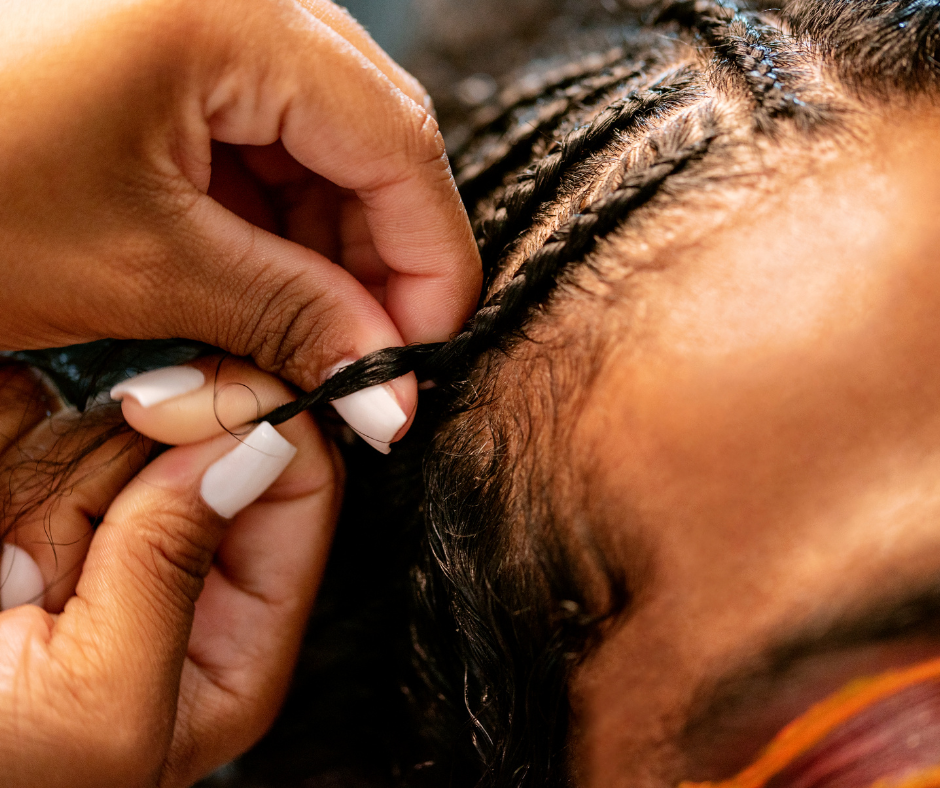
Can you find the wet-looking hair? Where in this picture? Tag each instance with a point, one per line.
(581, 173)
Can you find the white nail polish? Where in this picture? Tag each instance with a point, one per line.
(21, 581)
(373, 413)
(242, 475)
(159, 385)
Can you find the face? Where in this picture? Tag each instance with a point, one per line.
(767, 437)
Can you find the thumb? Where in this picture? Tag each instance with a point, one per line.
(130, 619)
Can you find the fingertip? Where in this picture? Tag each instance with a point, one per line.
(21, 580)
(379, 414)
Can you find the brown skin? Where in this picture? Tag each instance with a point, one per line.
(169, 634)
(119, 218)
(770, 436)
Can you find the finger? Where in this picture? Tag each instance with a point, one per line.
(121, 639)
(61, 477)
(206, 398)
(358, 130)
(293, 312)
(340, 20)
(251, 616)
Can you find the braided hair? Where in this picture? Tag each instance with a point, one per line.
(506, 591)
(556, 174)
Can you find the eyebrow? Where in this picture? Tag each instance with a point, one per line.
(916, 613)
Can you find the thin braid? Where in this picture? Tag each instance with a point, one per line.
(529, 288)
(519, 202)
(751, 48)
(497, 115)
(476, 177)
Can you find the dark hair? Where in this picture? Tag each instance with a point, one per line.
(511, 593)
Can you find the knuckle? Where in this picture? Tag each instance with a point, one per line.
(175, 557)
(293, 327)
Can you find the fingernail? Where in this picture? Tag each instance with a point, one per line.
(159, 385)
(242, 475)
(373, 413)
(21, 581)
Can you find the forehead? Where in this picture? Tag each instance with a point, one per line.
(769, 431)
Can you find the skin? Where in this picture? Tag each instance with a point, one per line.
(255, 174)
(769, 432)
(169, 634)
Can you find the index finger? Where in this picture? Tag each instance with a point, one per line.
(357, 128)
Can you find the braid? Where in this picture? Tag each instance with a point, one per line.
(477, 176)
(497, 116)
(749, 48)
(538, 184)
(529, 288)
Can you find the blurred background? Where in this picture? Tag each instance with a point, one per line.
(392, 23)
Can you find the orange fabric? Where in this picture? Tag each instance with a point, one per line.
(806, 731)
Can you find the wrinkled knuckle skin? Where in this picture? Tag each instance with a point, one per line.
(293, 330)
(427, 141)
(177, 557)
(117, 751)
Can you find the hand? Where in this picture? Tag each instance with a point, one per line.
(116, 220)
(174, 648)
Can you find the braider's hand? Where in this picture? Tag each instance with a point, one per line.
(170, 632)
(255, 174)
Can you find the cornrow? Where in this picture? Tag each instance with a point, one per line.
(529, 288)
(498, 115)
(519, 202)
(752, 50)
(477, 176)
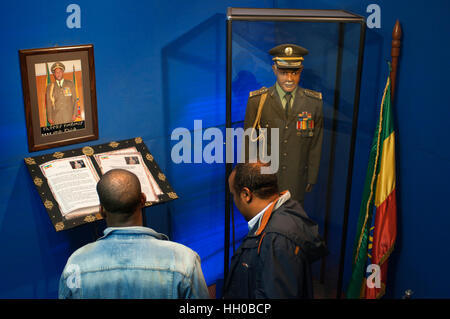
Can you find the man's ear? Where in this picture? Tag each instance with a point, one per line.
(274, 69)
(246, 195)
(143, 199)
(102, 212)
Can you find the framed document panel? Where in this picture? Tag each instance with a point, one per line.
::::
> To do: Turn all the rows above into a Markdown table with two columns, No. and Text, numbering each row in order and skipping any blank lines. Leave the pictures out.

> Worked solution:
| No. | Text |
|---|---|
| 1 | Can you find the wet-looking hair? Where in this picture? Tag each instance with a point, one per line. |
| 2 | (581, 173) |
| 3 | Can you find the white nail polish? Where in this picture? Tag each instance with a point, one per line. |
| 4 | (21, 581) |
| 5 | (373, 413) |
| 6 | (242, 475) |
| 7 | (159, 385) |
| 8 | Can you find the face? Where in this picture? Tag each instance with a point, one per line. |
| 9 | (767, 437) |
| 10 | Can you find the thumb? Where in this picture? Tag each instance with a point, one per line. |
| 11 | (130, 619) |
| 12 | Can you find the fingertip? Where in this picture? Tag each instance with a point, one per line. |
| 13 | (21, 580) |
| 14 | (379, 414) |
| 15 | Can you find the brown skin? Where in this picture? Tag each instance with a point, one per line. |
| 16 | (169, 634) |
| 17 | (119, 218) |
| 18 | (770, 436) |
| 19 | Can you find the finger? Where in this picture? Tag each instance with a point, one per line. |
| 20 | (121, 639) |
| 21 | (61, 477) |
| 22 | (206, 398) |
| 23 | (358, 130) |
| 24 | (293, 312) |
| 25 | (340, 20) |
| 26 | (251, 616) |
| 27 | Can you find the braided hair? Where in this picture? Tag each instance with a point, one per line. |
| 28 | (506, 591) |
| 29 | (556, 174) |
| 30 | Can you find the eyebrow? Where in this picture? Tag each instance with a point, one per line. |
| 31 | (916, 613) |
| 32 | Can you find the thin braid? Where in this picture? Tag each instance with a point, one per line. |
| 33 | (529, 288) |
| 34 | (519, 202) |
| 35 | (751, 48) |
| 36 | (497, 115) |
| 37 | (476, 177) |
| 38 | Can you find the dark hair? Where in this picture? Tag each instance with a point, one per line. |
| 39 | (511, 593) |
| 40 | Can you find the knuckle? Where in this picture? Tag each instance with a point, one per line. |
| 41 | (175, 557) |
| 42 | (293, 327) |
| 43 | Can you find the fingernail? Where in this picture? Tag each instance with a point, one per line. |
| 44 | (159, 385) |
| 45 | (242, 475) |
| 46 | (373, 413) |
| 47 | (21, 581) |
| 48 | Can you find the forehead? Where in this picture? Tag each instance with a point, one per line. |
| 49 | (769, 431) |
| 50 | Can you find the skin? Where in this picture? Tag each instance with a point, one per line. |
| 51 | (255, 174) |
| 52 | (769, 432) |
| 53 | (169, 634) |
| 54 | Can you find the index finger? Where in this picture? Tag each instance with a point, one per line. |
| 55 | (357, 128) |
| 56 | Can you find the braid? Where in this picture? Tag each instance with a point, one per line. |
| 57 | (477, 176) |
| 58 | (497, 116) |
| 59 | (749, 48) |
| 60 | (538, 184) |
| 61 | (529, 288) |
| 62 | Can you find the blurred background? Where in this picture? Tag each instance with a point, one per line. |
| 63 | (392, 23) |
| 64 | Can you find the orange fabric? Where in this picture? Tag each instance with a point, one per line. |
| 65 | (806, 731) |
| 66 | Can you find the wrinkled knuckle skin? Where in this picture? Tag each instance with a point, one per line. |
| 67 | (293, 330) |
| 68 | (427, 141) |
| 69 | (177, 557) |
| 70 | (117, 751) |
| 71 | Can you find the hand? Where in this picture? Tag each instance with a point, one per line. |
| 72 | (116, 220) |
| 73 | (174, 648) |
| 74 | Can you find the braider's hand? Where in this picture? Tag each instance with a point, one per line. |
| 75 | (170, 632) |
| 76 | (255, 174) |
| 77 | Can you find the cornrow? Where in this picture? Tag each instance with a point, one per line. |
| 78 | (529, 288) |
| 79 | (498, 115) |
| 80 | (519, 202) |
| 81 | (752, 50) |
| 82 | (477, 176) |
| 83 | Can you find the man's ear? Where in this picture? Tag each instance with a point, one per line. |
| 84 | (274, 69) |
| 85 | (246, 195) |
| 86 | (143, 199) |
| 87 | (102, 212) |
| 88 | Can you find the framed document panel? Where in this picture? Tag each instance with a point, one per line. |